Record excerpts:
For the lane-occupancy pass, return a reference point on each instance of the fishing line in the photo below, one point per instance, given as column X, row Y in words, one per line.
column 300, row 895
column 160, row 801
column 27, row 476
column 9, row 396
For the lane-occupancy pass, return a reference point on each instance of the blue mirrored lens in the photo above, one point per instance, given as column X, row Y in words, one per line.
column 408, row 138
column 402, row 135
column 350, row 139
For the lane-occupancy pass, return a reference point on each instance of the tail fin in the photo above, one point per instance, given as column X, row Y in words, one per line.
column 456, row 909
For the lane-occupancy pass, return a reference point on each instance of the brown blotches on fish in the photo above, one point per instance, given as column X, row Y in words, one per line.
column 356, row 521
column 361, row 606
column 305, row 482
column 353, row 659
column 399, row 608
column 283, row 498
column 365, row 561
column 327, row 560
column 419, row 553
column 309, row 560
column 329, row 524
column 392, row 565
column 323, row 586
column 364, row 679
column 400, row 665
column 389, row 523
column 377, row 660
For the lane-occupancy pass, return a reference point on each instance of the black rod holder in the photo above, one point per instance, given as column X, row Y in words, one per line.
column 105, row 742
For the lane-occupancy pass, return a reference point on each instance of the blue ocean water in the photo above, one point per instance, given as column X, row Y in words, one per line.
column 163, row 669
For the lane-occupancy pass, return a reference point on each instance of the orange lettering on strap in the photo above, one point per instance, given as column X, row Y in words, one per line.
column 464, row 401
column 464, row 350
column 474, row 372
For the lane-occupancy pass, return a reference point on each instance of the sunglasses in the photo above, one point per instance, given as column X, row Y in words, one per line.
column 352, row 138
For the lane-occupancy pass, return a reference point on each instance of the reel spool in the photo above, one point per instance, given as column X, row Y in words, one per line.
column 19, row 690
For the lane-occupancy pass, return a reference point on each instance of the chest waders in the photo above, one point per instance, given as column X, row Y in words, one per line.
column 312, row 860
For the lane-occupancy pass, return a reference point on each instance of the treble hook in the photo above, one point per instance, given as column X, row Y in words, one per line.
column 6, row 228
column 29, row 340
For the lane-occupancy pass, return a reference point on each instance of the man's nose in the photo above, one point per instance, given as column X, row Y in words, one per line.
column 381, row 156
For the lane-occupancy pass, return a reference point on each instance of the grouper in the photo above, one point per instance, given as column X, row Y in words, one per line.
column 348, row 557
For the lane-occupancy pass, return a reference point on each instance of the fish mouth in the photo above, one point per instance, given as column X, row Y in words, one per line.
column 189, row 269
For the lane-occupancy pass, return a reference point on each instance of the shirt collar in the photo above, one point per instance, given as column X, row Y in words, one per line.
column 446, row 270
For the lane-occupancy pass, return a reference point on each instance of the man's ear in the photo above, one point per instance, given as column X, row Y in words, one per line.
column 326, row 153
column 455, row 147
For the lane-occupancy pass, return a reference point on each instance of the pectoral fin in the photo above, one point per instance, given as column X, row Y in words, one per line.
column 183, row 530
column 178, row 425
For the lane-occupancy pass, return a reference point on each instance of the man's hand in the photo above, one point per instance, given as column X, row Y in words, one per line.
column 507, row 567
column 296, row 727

How to complete this task: Above are some records; repeat all of them exactly.

Result of this task:
For the lane-occupancy pass, return a reference point on each instance of the fishing line in the photo below, one point per instance, given as column X, row Y in words, one per line.
column 300, row 895
column 160, row 801
column 27, row 476
column 9, row 396
For the lane-occupancy pass, return a reference point on each instance of the blue mirrored lens in the photo above, one point per instance, given as column X, row Y in words, one per line.
column 408, row 138
column 402, row 135
column 350, row 139
For the lane-occupancy pass, return a reference point on each instance of the tail fin in the photo above, one point per instance, given as column X, row Y in words, one per line.
column 456, row 909
For the lane-occupancy pass, return a reference point on each instance of the brown blotches on fish in the photo above, one point per instance, given as column X, row Y in words, one per line.
column 356, row 521
column 361, row 606
column 305, row 482
column 353, row 659
column 399, row 608
column 283, row 498
column 365, row 561
column 327, row 560
column 419, row 553
column 309, row 560
column 329, row 524
column 392, row 565
column 323, row 586
column 364, row 679
column 400, row 665
column 389, row 523
column 377, row 660
For the lane-occupancy pass, return a reference point on each instance of the black rod holder in the photo above, one point per instance, given as column X, row Y in words, one per line.
column 105, row 742
For the lane-occupancy pass, return a reference point on each instance of the blue ocean water in the photo above, one point per instance, given as column X, row Y in words, one per line.
column 163, row 669
For the lane-occupancy pass, return a reference point on each instance of the orange lettering on strap in the photo above, one point per instance, given as column X, row Y in words, one per line.
column 464, row 401
column 464, row 350
column 474, row 372
For the lane-occupancy pass, return a reference point on each instance of the sunglasses in the photo above, one point per instance, given as column X, row Y in words, one per line.
column 352, row 138
For the lane-occupancy pass, return a reference point on each instance of the reel spool in the photo above, one point per instance, given as column X, row Y in words, one per line.
column 19, row 690
For the lane-occupancy pass, return a reference point on each instance of the chest waders in the photo above, one point per instance, given as column X, row Y in words, one per line.
column 312, row 860
For the lane-occupancy pass, return a reference point on each instance of the treble hook in the photo above, one point per instance, given as column X, row Y in words, one per line.
column 6, row 228
column 29, row 340
For the lane-occupancy pass, return a reference point on each instance of the man's nose in the photo above, one point per instance, given as column X, row Y in words, one per line.
column 381, row 156
For the lane-occupancy pass, return a reference point on each instance of the grouper in the photo above, one point per instance, given as column X, row Y in words, one per line.
column 348, row 557
For the lane-occupancy pass, return a reference point on each instance of the fish mouth in the photo above, one point per instance, given as column X, row Y in words, one per line.
column 189, row 269
For the lane-occupancy pass, return a reference point on each instance of the shirt collar in the photo above, one point per instance, given as column X, row Y in words, one per line.
column 446, row 270
For the lane-occupancy pass, return a reference point on each instance of the man's ear in the photo above, one point per instance, given as column X, row Y in words, one per line.
column 326, row 153
column 455, row 147
For the lane-occupancy pass, return a reference point on each instance of the pectoral fin in the photo above, one point per instance, given as column X, row Y in words, one per line.
column 183, row 530
column 178, row 425
For the lane-occupancy pass, return a reference point on each instance of the man's hand in the photo above, one point per instance, given as column X, row Y in words, one per line.
column 507, row 567
column 296, row 727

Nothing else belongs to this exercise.